## AIM OF THE TASK:
Lines after the one containing "Please trace the outline of every instance of the sunlit" are to be omitted; print exactly each line from the start of the records up to and including it.

--------------------------------------------------

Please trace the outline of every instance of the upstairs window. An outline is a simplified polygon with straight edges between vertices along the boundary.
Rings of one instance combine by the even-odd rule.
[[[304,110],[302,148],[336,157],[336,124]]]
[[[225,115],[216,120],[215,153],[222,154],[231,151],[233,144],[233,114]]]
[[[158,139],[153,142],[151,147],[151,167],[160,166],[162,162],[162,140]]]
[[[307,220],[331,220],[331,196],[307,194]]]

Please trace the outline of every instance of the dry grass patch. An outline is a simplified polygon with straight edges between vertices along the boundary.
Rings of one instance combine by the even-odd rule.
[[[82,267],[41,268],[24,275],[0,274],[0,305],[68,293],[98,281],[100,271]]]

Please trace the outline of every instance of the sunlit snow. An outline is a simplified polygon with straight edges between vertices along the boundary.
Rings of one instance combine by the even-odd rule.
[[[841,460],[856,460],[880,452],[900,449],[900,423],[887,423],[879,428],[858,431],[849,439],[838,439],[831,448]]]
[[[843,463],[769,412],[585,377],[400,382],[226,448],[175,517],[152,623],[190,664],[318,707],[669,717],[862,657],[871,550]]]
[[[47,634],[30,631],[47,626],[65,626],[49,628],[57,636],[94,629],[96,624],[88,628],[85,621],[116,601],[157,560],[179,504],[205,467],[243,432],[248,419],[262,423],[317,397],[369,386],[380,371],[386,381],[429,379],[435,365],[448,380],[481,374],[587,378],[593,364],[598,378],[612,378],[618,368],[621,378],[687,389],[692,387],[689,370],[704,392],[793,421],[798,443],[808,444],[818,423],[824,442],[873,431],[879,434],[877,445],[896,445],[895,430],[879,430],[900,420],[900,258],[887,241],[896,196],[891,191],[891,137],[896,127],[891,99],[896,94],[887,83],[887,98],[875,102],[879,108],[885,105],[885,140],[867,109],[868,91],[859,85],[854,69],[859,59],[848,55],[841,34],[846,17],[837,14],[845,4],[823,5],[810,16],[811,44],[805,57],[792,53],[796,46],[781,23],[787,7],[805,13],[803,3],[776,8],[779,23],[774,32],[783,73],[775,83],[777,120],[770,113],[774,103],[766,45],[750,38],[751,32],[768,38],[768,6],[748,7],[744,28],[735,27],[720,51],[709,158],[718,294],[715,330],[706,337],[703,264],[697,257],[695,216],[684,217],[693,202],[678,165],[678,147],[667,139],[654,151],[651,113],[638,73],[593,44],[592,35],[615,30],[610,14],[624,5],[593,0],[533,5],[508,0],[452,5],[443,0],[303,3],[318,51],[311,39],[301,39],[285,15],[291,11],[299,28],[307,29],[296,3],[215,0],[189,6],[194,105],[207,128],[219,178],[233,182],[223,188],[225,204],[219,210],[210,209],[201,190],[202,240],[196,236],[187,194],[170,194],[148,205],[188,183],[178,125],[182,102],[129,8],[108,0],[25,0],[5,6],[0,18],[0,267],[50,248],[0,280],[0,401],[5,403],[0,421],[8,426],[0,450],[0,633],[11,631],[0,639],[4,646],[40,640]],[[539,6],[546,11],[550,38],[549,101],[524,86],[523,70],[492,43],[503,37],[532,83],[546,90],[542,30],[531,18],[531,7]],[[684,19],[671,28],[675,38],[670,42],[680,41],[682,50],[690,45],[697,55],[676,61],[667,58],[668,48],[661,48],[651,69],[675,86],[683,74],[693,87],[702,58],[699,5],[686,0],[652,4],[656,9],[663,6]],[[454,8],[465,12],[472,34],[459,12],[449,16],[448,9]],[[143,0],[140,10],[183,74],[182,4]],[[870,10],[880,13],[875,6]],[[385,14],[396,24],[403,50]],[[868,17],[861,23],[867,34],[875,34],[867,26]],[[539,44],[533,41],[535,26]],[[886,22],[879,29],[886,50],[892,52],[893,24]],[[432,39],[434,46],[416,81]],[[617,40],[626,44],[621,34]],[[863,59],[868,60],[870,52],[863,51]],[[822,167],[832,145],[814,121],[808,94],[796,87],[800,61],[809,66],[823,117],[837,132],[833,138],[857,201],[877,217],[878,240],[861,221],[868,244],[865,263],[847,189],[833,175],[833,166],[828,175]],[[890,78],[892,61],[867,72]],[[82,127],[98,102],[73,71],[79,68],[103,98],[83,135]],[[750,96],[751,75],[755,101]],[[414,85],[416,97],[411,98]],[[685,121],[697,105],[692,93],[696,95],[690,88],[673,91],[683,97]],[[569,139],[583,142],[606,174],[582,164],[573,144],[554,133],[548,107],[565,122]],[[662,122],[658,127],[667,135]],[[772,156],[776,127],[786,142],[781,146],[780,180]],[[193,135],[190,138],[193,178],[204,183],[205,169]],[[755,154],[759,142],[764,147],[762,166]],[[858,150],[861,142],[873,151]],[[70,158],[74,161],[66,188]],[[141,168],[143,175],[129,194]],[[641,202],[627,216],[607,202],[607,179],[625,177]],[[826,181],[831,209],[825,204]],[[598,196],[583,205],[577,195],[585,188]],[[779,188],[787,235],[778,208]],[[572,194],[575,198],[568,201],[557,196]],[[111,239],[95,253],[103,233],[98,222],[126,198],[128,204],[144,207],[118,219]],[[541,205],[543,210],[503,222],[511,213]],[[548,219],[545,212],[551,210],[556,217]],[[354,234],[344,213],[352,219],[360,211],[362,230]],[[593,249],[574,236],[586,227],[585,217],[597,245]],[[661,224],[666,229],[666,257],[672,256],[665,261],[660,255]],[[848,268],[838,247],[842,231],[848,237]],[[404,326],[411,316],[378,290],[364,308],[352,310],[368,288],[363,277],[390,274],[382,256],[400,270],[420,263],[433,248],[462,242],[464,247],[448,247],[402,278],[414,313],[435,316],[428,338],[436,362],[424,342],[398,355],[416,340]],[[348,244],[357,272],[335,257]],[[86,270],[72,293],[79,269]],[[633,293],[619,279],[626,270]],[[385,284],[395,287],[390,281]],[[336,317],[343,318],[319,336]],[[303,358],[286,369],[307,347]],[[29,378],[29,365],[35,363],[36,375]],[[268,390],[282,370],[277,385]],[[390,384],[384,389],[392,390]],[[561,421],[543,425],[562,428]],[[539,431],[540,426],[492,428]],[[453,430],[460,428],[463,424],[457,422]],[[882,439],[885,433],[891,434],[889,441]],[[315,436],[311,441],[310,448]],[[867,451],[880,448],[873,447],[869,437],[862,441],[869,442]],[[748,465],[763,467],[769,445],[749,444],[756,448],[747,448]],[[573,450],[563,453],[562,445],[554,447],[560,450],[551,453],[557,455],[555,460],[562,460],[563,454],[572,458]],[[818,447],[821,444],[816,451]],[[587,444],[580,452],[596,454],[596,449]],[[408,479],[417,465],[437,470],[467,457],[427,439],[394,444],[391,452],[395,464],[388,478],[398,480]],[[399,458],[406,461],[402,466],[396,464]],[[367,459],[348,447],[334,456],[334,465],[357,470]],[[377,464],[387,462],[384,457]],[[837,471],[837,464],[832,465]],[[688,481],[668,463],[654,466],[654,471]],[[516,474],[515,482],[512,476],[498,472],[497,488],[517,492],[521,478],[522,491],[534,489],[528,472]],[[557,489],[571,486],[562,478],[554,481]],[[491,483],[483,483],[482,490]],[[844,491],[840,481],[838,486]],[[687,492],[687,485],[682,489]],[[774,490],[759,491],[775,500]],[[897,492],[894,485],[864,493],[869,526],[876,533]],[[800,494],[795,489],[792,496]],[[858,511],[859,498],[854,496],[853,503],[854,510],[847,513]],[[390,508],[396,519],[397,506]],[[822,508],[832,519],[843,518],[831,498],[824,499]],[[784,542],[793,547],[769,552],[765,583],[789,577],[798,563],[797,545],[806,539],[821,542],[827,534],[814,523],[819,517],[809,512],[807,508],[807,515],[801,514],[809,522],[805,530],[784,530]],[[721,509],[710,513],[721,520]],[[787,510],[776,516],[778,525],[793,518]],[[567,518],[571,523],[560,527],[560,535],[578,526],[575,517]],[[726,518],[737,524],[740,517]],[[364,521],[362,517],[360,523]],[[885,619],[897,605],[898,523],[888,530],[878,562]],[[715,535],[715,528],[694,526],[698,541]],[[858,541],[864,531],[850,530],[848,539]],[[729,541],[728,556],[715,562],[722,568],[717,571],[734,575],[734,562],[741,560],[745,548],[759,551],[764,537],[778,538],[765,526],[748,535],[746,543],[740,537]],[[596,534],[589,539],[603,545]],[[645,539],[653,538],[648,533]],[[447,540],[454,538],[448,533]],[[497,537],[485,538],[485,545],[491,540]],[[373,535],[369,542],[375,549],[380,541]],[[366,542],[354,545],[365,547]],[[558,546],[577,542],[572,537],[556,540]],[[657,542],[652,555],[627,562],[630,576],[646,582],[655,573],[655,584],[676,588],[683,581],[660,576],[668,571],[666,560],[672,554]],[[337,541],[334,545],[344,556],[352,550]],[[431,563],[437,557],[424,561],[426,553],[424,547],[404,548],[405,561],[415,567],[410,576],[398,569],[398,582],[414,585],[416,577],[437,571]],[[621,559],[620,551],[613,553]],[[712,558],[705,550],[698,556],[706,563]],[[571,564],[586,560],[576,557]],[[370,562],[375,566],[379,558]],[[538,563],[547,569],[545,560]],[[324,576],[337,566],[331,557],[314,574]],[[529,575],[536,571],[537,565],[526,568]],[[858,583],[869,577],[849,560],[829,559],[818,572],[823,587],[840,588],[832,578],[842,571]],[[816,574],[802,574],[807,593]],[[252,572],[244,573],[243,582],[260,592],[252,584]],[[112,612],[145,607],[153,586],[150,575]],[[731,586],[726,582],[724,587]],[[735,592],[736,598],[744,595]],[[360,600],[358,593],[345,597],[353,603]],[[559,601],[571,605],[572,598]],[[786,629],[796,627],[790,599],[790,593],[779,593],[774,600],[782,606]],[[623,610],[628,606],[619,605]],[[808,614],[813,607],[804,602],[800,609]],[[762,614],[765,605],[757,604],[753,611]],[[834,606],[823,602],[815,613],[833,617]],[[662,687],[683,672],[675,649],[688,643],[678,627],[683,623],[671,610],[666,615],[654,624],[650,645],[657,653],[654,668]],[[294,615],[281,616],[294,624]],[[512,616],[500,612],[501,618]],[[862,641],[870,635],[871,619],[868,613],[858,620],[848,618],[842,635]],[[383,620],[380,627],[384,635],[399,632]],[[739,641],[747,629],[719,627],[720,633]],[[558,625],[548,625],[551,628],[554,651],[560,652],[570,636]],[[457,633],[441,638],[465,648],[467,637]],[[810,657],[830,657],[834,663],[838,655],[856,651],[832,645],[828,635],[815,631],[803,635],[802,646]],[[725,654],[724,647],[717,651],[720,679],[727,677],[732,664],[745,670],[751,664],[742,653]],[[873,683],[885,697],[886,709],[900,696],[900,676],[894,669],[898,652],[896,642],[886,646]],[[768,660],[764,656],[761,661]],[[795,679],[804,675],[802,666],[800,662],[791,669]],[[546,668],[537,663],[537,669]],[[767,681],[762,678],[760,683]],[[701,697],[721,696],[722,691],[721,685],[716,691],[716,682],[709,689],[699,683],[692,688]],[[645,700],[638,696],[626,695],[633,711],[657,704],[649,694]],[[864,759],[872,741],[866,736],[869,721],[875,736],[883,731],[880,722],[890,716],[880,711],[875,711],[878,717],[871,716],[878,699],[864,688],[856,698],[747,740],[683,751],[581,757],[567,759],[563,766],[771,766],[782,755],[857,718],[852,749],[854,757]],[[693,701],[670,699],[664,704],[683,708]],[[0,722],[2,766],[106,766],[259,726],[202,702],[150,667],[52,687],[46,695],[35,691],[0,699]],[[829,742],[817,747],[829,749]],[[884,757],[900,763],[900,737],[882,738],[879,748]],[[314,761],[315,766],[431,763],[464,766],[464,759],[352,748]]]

--------------------------------------------------

## ANSWER TO THIS PROBLEM:
Please trace the outline of every instance of the upstairs window. An outline is a simplified polygon with straight edges between vertices along the boundary.
Rings of one instance combine by the even-odd rule.
[[[304,110],[302,148],[336,157],[336,124]]]
[[[225,115],[216,120],[215,153],[222,154],[231,151],[233,144],[233,114]]]
[[[158,139],[153,142],[151,147],[151,167],[160,166],[162,162],[162,140]]]
[[[307,220],[331,220],[331,196],[307,194]]]

Please trace the outline of every instance of the dry grass patch. An outline is a simplified polygon with straight edges between vertices along the boundary.
Rings of one instance combine by the even-odd rule.
[[[82,267],[41,268],[24,275],[0,274],[0,305],[68,293],[98,281],[100,271]]]

Please trace the outline of every instance of the sunlit snow. An outline is a simplified polygon with straight edges between vertices along the boundary.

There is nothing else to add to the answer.